+++ Input for this task +++
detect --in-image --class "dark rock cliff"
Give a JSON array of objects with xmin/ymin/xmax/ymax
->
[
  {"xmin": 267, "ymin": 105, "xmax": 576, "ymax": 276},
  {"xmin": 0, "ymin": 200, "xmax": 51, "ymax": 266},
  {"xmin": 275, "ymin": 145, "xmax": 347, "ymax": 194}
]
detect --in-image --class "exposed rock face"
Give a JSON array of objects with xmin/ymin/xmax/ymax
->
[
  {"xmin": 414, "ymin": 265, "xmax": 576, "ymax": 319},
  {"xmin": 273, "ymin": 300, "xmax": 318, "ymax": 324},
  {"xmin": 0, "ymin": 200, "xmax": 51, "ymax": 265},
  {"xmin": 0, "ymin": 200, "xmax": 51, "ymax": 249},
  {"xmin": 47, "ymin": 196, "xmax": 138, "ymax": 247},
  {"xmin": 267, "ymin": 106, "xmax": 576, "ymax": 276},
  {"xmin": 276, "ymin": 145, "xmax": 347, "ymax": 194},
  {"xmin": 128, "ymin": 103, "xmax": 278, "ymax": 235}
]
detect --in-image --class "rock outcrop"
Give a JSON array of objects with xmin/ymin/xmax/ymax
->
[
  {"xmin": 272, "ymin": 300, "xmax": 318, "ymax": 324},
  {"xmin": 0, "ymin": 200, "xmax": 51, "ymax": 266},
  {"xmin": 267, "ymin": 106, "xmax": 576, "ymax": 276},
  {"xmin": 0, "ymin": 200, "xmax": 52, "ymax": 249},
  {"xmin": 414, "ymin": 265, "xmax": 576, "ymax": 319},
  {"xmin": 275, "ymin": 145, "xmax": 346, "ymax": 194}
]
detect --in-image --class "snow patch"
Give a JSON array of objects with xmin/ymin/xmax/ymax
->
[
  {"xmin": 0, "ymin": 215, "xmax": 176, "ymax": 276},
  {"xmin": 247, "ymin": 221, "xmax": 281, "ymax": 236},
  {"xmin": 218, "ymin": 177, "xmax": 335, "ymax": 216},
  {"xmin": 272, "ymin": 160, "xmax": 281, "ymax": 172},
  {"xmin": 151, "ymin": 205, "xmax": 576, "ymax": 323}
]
+++
What you will do
An exact reproduction of the material above is required.

Task answer
detect --in-image --class "dark rock cliff"
Give a JSON array of objects with xmin/ymin/xmax/ymax
->
[
  {"xmin": 267, "ymin": 105, "xmax": 576, "ymax": 276},
  {"xmin": 0, "ymin": 200, "xmax": 51, "ymax": 266},
  {"xmin": 275, "ymin": 145, "xmax": 347, "ymax": 194}
]
detect --in-image --class "exposed rock face"
Give a JSON array of objects with xmin/ymin/xmax/ymax
->
[
  {"xmin": 414, "ymin": 265, "xmax": 576, "ymax": 319},
  {"xmin": 273, "ymin": 300, "xmax": 318, "ymax": 324},
  {"xmin": 0, "ymin": 200, "xmax": 51, "ymax": 265},
  {"xmin": 0, "ymin": 200, "xmax": 51, "ymax": 249},
  {"xmin": 47, "ymin": 196, "xmax": 138, "ymax": 247},
  {"xmin": 267, "ymin": 106, "xmax": 576, "ymax": 276},
  {"xmin": 276, "ymin": 145, "xmax": 347, "ymax": 194},
  {"xmin": 128, "ymin": 103, "xmax": 278, "ymax": 235}
]
detect --in-image --class "rock outcrop"
Give a JSON array of objects with xmin/ymin/xmax/ymax
->
[
  {"xmin": 272, "ymin": 300, "xmax": 318, "ymax": 324},
  {"xmin": 0, "ymin": 200, "xmax": 51, "ymax": 266},
  {"xmin": 267, "ymin": 106, "xmax": 576, "ymax": 276},
  {"xmin": 0, "ymin": 200, "xmax": 52, "ymax": 249},
  {"xmin": 414, "ymin": 265, "xmax": 576, "ymax": 319},
  {"xmin": 275, "ymin": 145, "xmax": 346, "ymax": 194}
]
detect --in-image --class "snow patch"
Give a JSON array of objects with xmin/ymin/xmax/ymax
->
[
  {"xmin": 0, "ymin": 215, "xmax": 176, "ymax": 276},
  {"xmin": 247, "ymin": 221, "xmax": 281, "ymax": 236},
  {"xmin": 218, "ymin": 177, "xmax": 335, "ymax": 216},
  {"xmin": 272, "ymin": 160, "xmax": 281, "ymax": 172},
  {"xmin": 151, "ymin": 205, "xmax": 576, "ymax": 323}
]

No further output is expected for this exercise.